Reading passage:
Her reasoning: The availability of for-sale inventory has been falling, even prior to the pandemic, with active inventory down about 15% year over year at the beginning of 2020. However, the pandemic exacerbated the supply shortage, bringing inventory down to 30% by the end of July. Additionally, record-low mortgage rates have contributed to the supply shortage by bringing an influx of new buyers who have been quick to absorb the available inventory, while sellers have mainly refinanced their existing mortgages.
James P. Gaines
Who he is: Chief Economist at the Real Estate Center at Texas A&M University
What he expects: Listings of existing homes for sale remain tight and may get even more constrained because of limited incentives for current owners to move.
His reasoning: Baby Boomers, a primary homeowner group, continue to age in place, contrary to previous expectations. Current economic/pandemic effects have significantly reduced labor mobility. Households are not moving based on job transfers, changing jobs or even finding new jobs. Work from home is the new employment base.
Equally important, Boomers and non-Boomers alike are refinancing in large numbers at historically low mortgage interest rates, significantly reducing the incentive to move. And, even for “move over” households that might want to sell and buy something else, the circular effect of a limited inventory means not being able to find a suitable replacement property at the desired price.
Similarly, new home construction for years has not been able to keep pace with the increasing number of new households, much less existing households looking for a new home. Homebuilders, generally, are trying to build more houses as demand remains strong and especially with the current low-interest-rate environment.
The pandemic created a temporary slowdown in construction activity, but recent data suggest housing starts will start coming back. Even so, it likely will not be enough to satisfy the demand.

Material supplied:

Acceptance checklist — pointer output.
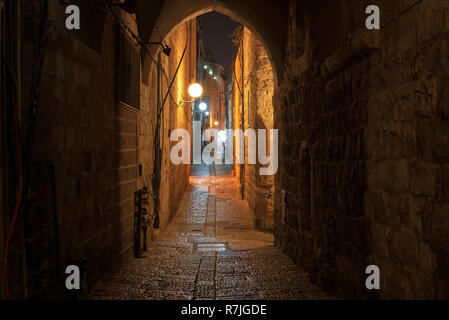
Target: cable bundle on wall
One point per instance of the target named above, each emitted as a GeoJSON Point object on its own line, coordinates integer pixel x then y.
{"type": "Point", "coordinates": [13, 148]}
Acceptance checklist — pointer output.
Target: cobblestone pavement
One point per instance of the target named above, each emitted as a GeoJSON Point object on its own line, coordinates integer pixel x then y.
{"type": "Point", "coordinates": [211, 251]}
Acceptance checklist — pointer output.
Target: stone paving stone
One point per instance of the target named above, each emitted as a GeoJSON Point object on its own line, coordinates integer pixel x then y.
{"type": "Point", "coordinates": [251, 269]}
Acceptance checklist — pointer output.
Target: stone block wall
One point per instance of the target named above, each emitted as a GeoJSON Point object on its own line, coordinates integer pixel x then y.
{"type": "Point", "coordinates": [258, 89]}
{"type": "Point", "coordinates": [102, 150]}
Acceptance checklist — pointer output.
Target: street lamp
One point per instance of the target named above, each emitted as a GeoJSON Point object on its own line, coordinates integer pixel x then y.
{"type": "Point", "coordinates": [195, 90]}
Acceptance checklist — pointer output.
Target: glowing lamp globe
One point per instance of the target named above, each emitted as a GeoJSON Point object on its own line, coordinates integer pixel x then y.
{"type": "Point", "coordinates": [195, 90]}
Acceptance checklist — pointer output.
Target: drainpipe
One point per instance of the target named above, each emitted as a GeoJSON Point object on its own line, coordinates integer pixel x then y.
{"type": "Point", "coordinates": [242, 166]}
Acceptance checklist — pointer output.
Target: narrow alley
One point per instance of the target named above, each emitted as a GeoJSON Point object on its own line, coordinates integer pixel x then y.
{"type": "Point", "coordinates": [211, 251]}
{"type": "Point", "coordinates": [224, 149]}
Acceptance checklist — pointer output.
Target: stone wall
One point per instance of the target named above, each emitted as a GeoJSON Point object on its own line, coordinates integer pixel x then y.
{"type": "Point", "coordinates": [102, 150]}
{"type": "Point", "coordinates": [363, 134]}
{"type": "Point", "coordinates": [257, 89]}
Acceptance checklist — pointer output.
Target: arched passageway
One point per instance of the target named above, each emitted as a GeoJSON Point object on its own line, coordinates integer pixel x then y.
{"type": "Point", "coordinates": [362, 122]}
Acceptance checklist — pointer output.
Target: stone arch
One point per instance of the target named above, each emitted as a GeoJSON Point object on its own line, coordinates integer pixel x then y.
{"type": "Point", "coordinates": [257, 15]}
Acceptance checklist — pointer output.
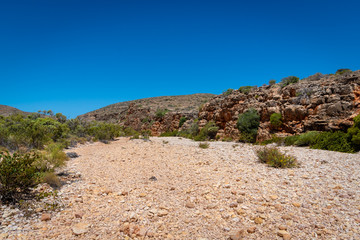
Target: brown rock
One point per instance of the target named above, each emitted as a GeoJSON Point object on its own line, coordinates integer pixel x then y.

---

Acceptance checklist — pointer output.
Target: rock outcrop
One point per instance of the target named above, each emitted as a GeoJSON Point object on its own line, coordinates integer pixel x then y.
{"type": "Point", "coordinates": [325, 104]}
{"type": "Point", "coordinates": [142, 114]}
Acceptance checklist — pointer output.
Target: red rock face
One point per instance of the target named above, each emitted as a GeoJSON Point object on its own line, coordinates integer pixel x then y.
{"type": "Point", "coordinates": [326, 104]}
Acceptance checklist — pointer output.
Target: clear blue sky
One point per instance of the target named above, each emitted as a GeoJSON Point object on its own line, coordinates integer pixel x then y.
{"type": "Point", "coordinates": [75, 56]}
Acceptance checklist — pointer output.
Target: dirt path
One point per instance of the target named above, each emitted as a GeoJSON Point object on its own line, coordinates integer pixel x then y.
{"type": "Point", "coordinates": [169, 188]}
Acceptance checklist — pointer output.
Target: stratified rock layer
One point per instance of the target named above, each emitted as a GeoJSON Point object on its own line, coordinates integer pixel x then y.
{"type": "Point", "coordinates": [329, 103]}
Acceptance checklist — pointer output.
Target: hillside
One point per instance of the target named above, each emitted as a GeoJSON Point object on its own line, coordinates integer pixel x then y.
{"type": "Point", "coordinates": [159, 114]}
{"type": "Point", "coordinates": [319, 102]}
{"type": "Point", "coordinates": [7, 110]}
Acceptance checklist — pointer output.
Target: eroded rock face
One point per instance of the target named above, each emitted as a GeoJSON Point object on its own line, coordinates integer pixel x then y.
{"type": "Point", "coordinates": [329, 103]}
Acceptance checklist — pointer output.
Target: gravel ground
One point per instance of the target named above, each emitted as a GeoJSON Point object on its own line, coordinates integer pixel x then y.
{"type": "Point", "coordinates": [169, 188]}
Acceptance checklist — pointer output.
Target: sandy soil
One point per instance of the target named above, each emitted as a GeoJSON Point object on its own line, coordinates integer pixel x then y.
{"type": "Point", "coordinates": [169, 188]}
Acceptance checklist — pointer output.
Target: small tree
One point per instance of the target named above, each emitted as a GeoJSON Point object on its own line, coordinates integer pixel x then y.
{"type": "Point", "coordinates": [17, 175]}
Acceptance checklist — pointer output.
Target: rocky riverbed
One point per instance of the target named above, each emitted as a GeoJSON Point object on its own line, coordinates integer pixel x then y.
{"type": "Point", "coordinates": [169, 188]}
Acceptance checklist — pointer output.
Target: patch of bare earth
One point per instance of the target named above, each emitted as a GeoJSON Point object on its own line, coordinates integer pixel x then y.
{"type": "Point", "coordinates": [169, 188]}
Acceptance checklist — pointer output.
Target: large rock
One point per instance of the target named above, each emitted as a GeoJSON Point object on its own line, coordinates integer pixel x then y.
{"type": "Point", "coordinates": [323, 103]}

==

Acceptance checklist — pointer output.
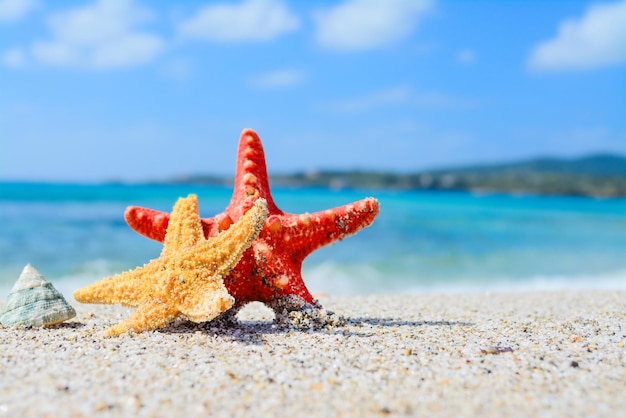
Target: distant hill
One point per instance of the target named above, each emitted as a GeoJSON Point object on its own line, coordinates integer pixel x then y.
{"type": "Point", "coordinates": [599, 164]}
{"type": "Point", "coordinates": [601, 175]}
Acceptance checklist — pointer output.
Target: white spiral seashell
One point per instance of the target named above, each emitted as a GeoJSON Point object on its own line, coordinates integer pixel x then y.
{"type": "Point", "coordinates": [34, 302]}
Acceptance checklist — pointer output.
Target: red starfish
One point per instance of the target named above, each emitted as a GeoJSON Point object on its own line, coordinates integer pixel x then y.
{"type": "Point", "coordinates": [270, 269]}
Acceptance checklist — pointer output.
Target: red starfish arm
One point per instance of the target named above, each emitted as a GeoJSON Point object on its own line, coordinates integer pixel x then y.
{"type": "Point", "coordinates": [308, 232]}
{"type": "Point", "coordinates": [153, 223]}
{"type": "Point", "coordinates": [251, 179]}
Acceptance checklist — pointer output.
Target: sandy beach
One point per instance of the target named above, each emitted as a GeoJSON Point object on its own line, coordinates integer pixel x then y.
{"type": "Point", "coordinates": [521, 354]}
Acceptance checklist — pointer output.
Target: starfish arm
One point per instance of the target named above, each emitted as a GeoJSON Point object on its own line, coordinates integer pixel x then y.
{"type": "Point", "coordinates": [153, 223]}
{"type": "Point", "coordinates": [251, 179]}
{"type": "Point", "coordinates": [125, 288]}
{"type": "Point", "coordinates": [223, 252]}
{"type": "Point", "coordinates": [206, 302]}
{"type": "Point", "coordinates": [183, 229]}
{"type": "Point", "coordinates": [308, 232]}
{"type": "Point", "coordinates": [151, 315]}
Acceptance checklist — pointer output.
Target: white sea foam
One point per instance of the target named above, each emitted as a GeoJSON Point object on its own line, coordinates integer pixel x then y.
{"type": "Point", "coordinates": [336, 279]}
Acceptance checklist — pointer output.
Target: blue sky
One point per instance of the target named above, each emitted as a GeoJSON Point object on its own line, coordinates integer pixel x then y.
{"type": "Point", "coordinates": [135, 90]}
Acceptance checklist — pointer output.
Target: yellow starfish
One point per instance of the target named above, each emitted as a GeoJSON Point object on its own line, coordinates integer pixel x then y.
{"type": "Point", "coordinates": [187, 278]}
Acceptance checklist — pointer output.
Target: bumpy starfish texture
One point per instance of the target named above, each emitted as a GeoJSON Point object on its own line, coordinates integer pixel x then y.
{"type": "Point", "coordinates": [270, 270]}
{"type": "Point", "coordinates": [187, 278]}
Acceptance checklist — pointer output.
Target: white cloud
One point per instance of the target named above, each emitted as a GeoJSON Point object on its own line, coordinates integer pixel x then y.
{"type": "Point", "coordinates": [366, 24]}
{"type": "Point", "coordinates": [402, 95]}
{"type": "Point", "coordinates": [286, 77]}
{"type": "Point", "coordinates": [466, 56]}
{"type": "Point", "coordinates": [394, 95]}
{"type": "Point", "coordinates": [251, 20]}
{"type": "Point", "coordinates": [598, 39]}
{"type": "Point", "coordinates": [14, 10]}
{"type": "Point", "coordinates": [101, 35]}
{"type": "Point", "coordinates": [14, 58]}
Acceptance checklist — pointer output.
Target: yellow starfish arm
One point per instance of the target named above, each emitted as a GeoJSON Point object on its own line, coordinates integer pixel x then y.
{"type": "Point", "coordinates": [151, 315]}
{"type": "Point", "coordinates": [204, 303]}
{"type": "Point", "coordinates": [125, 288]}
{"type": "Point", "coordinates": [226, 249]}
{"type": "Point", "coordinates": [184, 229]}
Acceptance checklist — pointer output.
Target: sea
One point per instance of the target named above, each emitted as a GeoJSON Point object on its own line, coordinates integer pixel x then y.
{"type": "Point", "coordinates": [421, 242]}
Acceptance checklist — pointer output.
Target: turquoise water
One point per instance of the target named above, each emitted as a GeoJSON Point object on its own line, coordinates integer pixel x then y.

Problems and tasks:
[1] Answer these questions about the housing supply text:
(a) By about how much was active inventory down year over year at the beginning of 2020?
(b) At what institution is James P. Gaines Chief Economist?
(c) What effect did the pandemic have on construction activity?
[2] Write a continuation of the housing supply text, picking up after its final sentence.
The records have no connection to the text on the housing supply shortage.

Results for the exercise:
[1]
(a) About 15%.
(b) The Real Estate Center at Texas A&M University.
(c) It caused a temporary slowdown.

[2]
New home construction faces several headwinds, including local zoning and other regulatory obstacles that increase cost or significantly constrain new development, land and land development costs, and especially, cutbacks by community and regional banks funding acquisition and development construction activity. The short-term limitation of construction labor due to COVID-19 should be overcome, but will take time.
Who he is: Director of economic research for home listing site Realtor.com
What he expects: The overall supply of homes for sale in the U.S. has reached an all-time low and while declines may stabilize, the shortage will likely fail to see improvement before the end of the year.
His reasoning: Total housing inventory was already declining in nearly every market across the country prior to the pandemic. Now, low mortgage rates and COVID disruptions have only accelerated the declines. This summer, supply remains 36% percent below last year’s levels, moving increasingly far from balanced conditions.
Going into the fall, more new homes will be built and more sellers will enter the market, potentially easing the declines in overall inventory. But the shortage will persist. The improved inflow of new and existing homes won't be enough to absorb the massive demand in the market. Despite lingering coronavirus, lockdown disruptions and economic concerns, interest in real estate remains high. Low mortgage rates, an aging Millennial population, and pandemic-induced purchases, have increased the backlog of buyers, permeating the imbalance of supply and demand.
As the trend continues, supply will continue eroding in the mid- and low-tier segments, as well as in secondary and exurban markets, which tend to offer better value, more space, and lower entry barriers. In markets with resilient economies and strong technology sectors, more interest will gradually move away from overvalued city centers and into less dense areas, made more attractive by remote work options.